__DIRECTIONS FOR THIS TASK__.
Revise the passage on the Danube Swabians in Bosnia, rewriting everything from "Through the ravages" down to "Yugoslavia in 1992." with "politician" replaced by "statesman".

__QUOTED PASSAGE__.
The Danube Swabians in
BOSNIA
1869-1942
By Rosina T. Schmidt
By the end of the 19th century the
Osmanen Empire (Turkey) started falling apart. The grip, which they held on Bosnia
and Herzegovina for 400 years, came to an end by 1878 and those two former Turkish
provinces came under Austro-Hungarian administration at the Treaty of Berlin in
that year.

1911, Historical Atlas
Prior to the
change of the administration from Turkish hands into Austro-Hungarian, back in the
year of 1869 the Trapist monks from the Eifel Region in Germany established the
Maria-Stern monastery in the Verbas valley under the leadership of Franz Pfanner.
Through the ravages of 400 years of Turkish occupation it was almost an empty land
with a few Croat, Serb and Muslim localities. After the change of the
administration those Monks advertised for German settlers in North-West of
Germany, who established the first German settlement along the road between
Bosanska Gradischka on the Sava River and Banja Luka, which is in the center of
Bosnia. They called the settlement WINDHORST, after a politician of those times.
The name changed during the Yugoslavian times to NOVA PALANKA and was changed back
again into WINDTHORT after the fall of Yugoslavia in 1992.

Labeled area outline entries
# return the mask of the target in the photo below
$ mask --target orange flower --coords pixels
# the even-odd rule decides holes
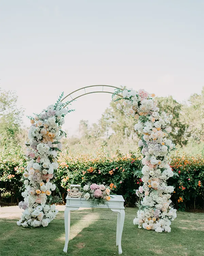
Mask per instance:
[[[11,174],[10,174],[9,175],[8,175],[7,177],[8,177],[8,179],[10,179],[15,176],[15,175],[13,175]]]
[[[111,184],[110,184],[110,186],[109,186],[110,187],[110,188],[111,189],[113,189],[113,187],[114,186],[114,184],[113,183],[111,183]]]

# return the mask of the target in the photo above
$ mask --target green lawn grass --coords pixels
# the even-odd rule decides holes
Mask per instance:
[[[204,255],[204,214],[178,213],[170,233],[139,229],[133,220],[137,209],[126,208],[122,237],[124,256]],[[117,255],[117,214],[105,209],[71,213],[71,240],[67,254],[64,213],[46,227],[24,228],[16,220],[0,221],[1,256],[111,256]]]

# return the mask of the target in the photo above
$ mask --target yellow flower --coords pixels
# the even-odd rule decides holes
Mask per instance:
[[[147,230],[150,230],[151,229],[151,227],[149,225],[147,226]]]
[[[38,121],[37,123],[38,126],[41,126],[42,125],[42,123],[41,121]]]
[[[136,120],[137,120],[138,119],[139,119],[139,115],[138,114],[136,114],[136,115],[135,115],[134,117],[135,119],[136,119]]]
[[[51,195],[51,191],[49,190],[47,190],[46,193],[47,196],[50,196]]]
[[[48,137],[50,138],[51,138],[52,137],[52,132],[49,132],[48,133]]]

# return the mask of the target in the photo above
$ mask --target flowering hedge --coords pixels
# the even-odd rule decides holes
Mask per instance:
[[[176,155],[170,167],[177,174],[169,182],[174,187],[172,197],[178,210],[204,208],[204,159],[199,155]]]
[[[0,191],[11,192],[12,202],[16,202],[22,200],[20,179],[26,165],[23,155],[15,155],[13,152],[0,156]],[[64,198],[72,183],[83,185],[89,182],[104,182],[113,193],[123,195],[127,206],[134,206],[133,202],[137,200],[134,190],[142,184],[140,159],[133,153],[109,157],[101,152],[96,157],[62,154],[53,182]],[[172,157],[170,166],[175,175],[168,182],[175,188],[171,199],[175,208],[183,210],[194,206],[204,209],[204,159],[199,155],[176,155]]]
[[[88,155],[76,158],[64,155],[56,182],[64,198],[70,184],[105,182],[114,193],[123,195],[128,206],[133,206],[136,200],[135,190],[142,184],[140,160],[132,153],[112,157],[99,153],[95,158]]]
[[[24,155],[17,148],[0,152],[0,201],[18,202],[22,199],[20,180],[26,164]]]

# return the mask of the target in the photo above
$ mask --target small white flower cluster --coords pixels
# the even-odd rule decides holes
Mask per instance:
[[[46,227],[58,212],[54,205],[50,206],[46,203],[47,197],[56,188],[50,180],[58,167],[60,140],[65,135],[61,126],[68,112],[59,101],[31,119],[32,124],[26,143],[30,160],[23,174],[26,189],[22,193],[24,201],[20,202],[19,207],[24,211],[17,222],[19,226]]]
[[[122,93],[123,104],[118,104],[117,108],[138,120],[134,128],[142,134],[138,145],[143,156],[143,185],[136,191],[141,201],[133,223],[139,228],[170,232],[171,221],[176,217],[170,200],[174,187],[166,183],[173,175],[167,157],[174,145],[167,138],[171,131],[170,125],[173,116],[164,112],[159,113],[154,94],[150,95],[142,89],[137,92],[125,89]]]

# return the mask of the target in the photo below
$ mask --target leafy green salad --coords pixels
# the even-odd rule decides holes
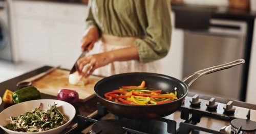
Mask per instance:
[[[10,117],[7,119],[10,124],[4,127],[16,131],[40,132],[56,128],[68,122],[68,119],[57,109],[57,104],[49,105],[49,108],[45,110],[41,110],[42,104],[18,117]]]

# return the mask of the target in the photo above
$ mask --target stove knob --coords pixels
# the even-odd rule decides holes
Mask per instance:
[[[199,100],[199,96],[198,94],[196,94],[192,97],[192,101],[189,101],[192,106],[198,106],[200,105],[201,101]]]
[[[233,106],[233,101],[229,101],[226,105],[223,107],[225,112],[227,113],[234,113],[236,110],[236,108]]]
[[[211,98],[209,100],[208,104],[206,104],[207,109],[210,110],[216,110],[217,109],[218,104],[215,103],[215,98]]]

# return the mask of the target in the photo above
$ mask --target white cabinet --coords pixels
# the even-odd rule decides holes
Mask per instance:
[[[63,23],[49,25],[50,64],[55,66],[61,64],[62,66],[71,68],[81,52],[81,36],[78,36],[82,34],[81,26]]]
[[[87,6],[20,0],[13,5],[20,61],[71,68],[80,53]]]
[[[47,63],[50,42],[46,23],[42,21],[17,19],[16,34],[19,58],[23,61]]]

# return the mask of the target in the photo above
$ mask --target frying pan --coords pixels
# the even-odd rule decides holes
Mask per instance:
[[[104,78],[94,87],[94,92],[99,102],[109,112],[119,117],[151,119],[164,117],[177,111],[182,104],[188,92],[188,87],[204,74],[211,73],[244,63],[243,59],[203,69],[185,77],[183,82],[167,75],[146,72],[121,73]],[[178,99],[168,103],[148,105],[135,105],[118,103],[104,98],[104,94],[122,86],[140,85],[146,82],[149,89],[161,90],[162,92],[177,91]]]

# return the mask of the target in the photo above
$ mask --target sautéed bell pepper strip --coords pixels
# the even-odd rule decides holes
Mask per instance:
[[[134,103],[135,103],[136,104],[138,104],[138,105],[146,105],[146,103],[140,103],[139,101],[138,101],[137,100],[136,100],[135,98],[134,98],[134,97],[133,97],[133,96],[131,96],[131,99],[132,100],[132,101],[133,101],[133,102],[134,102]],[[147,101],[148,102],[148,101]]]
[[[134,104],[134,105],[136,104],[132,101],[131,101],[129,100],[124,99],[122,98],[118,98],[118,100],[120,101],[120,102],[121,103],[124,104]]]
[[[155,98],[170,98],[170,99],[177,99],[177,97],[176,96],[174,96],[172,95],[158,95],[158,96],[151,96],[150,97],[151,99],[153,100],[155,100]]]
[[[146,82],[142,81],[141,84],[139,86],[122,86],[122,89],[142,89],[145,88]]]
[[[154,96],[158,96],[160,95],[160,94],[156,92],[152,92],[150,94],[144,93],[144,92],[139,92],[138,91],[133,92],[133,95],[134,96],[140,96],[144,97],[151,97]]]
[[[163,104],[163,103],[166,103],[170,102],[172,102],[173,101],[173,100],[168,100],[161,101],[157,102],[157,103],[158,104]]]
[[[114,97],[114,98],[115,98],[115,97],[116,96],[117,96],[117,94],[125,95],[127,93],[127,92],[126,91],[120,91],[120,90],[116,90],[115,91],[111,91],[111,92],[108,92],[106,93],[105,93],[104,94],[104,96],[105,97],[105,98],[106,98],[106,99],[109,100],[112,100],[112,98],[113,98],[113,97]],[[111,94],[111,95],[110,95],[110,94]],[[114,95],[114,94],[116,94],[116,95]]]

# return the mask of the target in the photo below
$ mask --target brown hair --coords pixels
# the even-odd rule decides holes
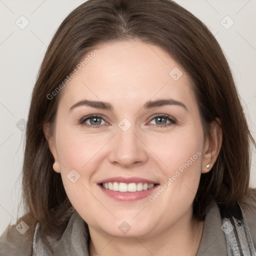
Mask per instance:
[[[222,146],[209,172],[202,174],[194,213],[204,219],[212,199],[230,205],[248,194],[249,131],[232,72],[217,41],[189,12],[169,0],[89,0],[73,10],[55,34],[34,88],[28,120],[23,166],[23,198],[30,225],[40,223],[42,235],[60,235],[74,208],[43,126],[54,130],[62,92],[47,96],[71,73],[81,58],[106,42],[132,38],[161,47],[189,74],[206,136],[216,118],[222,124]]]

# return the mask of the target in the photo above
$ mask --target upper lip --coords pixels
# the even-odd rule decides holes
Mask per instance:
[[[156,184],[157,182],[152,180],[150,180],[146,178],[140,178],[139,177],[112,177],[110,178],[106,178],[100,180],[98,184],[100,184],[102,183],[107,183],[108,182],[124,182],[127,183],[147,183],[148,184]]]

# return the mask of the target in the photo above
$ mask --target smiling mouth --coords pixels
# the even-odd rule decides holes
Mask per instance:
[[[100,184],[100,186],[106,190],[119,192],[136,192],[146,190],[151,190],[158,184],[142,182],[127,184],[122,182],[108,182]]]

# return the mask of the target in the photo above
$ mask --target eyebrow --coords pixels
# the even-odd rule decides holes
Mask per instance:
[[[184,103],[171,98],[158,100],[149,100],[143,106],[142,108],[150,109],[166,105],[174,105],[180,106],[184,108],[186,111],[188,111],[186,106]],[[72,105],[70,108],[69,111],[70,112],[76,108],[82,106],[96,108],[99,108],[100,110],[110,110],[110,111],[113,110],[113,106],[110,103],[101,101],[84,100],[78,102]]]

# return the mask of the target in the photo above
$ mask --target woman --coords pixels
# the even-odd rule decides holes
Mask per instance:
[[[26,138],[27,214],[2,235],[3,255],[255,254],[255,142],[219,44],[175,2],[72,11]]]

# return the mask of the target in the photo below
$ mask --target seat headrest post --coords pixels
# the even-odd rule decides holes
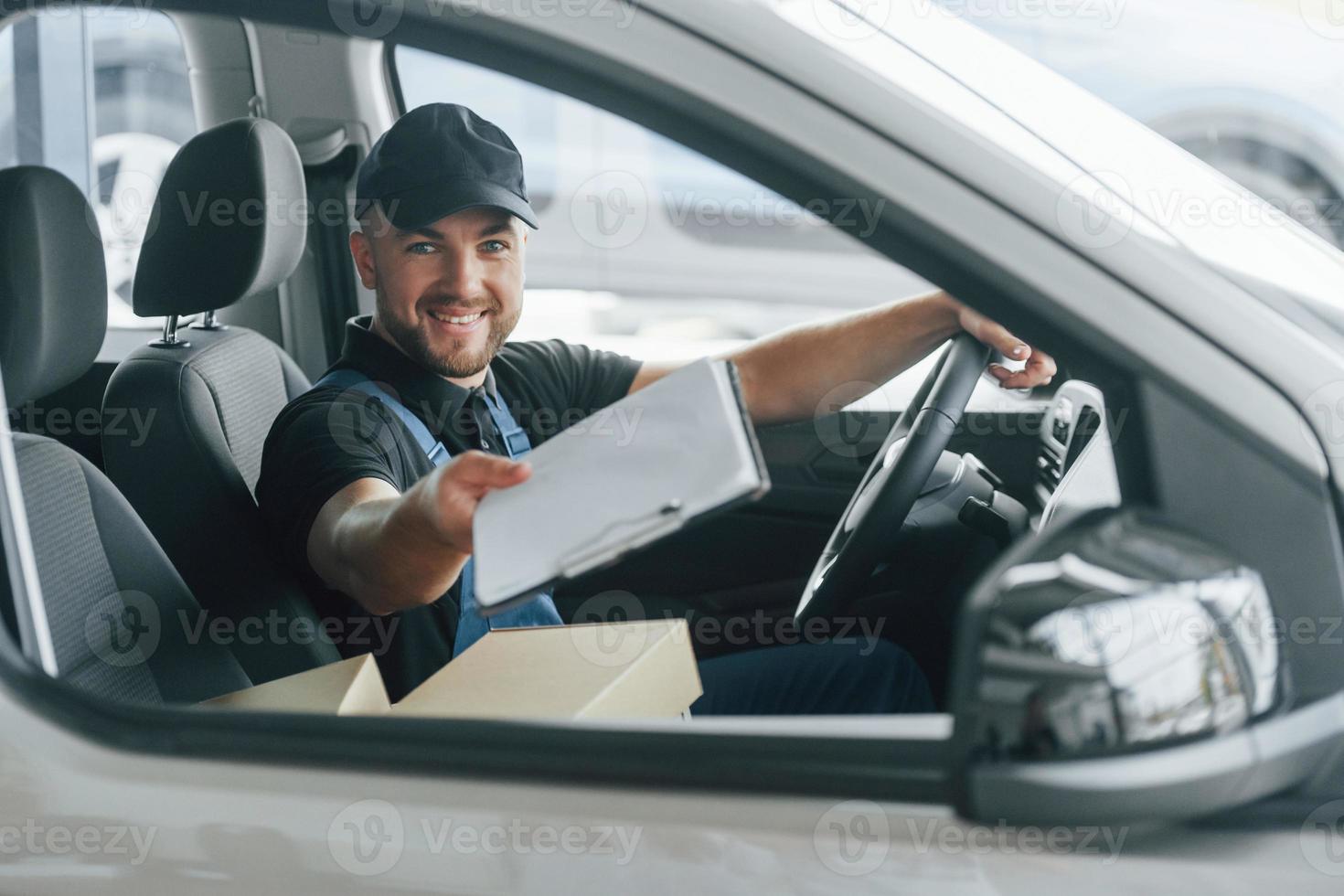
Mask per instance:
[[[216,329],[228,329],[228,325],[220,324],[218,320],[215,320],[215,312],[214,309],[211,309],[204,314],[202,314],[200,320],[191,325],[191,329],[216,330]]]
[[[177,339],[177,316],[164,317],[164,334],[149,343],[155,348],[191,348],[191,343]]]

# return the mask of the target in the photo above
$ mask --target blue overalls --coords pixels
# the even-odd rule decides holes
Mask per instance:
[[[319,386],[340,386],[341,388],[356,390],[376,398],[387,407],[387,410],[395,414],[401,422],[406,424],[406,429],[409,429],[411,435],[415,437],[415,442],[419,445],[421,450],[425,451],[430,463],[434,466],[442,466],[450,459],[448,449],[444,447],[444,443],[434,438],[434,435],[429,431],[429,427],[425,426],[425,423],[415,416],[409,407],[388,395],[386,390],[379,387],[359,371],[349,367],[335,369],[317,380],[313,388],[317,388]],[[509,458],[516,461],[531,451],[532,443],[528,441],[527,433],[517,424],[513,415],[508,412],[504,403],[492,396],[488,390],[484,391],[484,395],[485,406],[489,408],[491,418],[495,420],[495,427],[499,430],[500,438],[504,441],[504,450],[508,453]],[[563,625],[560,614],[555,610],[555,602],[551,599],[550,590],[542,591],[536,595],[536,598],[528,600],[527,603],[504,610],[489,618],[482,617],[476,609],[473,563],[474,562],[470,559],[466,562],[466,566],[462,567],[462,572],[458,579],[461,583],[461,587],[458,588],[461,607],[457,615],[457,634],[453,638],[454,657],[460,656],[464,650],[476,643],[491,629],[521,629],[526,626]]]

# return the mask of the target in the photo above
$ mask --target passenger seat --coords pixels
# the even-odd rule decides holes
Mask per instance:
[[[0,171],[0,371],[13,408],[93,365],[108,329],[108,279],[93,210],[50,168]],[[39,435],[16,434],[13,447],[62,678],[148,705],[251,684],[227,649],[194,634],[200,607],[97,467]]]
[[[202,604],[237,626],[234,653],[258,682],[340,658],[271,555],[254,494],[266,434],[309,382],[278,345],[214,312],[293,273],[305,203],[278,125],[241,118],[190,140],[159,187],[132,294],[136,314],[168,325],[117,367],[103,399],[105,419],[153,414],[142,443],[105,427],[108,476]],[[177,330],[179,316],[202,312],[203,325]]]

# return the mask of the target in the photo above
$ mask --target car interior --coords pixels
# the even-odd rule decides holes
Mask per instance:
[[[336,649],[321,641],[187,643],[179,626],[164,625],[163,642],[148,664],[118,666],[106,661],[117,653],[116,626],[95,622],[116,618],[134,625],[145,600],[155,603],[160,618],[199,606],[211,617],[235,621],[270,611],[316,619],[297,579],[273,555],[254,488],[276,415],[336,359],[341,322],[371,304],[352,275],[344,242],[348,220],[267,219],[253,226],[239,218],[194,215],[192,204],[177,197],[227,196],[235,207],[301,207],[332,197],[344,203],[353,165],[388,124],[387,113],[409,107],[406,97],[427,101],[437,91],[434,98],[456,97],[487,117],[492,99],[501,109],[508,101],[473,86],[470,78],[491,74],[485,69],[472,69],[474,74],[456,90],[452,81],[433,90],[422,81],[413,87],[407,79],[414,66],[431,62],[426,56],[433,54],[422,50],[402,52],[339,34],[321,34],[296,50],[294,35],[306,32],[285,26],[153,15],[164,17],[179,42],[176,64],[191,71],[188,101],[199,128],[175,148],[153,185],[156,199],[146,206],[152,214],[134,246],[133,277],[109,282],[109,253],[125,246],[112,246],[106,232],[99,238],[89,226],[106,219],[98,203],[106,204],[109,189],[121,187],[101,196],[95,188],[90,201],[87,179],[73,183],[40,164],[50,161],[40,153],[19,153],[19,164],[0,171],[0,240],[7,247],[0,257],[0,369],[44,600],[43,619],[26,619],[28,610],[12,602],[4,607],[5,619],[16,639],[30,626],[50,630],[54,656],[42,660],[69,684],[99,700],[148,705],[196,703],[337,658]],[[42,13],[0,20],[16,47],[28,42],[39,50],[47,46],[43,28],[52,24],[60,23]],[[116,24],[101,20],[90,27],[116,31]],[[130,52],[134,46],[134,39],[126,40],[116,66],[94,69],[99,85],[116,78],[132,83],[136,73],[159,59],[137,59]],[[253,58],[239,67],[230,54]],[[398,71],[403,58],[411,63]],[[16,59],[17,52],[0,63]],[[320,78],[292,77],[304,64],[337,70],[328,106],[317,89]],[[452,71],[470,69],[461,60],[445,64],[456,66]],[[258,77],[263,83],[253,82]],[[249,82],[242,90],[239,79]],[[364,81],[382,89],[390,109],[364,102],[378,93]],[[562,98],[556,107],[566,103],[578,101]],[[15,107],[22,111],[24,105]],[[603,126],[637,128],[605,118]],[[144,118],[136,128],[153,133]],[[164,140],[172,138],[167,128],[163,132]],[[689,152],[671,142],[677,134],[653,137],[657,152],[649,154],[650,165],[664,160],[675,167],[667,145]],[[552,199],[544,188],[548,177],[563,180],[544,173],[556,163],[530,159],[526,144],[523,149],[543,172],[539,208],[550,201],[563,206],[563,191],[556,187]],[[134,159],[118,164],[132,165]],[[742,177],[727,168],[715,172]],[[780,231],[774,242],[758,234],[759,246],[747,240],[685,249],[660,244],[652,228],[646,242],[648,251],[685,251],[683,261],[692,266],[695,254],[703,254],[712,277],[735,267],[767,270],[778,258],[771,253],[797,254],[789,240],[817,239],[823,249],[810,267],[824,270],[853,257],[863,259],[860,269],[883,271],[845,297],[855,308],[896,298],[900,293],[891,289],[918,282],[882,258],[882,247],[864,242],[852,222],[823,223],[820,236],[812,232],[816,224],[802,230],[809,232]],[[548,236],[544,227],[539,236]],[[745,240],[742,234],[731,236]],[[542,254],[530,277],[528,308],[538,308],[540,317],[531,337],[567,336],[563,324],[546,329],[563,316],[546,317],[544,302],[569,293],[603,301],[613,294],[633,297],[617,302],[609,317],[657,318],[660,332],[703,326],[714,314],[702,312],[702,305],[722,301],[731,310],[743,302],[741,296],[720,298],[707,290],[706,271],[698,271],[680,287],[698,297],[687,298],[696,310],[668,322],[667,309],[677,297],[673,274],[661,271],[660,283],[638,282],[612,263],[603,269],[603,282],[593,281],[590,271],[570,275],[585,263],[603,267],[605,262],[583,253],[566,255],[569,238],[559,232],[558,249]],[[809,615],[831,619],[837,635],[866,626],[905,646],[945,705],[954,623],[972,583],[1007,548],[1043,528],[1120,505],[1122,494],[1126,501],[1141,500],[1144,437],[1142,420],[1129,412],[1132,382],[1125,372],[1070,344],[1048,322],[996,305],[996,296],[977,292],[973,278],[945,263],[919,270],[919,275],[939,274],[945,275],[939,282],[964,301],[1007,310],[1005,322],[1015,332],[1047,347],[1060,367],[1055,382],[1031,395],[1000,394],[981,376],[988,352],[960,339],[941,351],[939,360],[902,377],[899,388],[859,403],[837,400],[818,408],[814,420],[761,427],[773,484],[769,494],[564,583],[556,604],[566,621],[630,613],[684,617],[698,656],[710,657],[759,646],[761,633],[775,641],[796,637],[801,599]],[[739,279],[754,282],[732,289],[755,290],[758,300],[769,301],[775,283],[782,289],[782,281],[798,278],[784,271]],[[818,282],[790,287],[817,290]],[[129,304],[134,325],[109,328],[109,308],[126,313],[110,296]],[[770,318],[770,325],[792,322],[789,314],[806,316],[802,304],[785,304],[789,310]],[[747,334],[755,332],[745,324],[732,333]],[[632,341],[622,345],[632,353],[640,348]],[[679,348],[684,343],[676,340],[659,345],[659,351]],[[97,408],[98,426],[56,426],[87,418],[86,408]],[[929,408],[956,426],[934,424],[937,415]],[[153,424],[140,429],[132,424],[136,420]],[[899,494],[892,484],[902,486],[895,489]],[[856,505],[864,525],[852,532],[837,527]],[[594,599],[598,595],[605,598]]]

__RESPONSE__.
Through the ravages of 400 years of Turkish occupation it was almost an empty land
with a few Croat, Serb and Muslim localities. After the change of the
administration those Monks advertised for German settlers in North-West of
Germany, who established the first German settlement along the road between
Bosanska Gradischka on the Sava River and Banja Luka, which is in the center of
Bosnia. They called the settlement WINDHORST, after a statesman of those times.
The name changed during the Yugoslavian times to NOVA PALANKA and was changed back
again into WINDTHORT after the fall of Yugoslavia in 1992.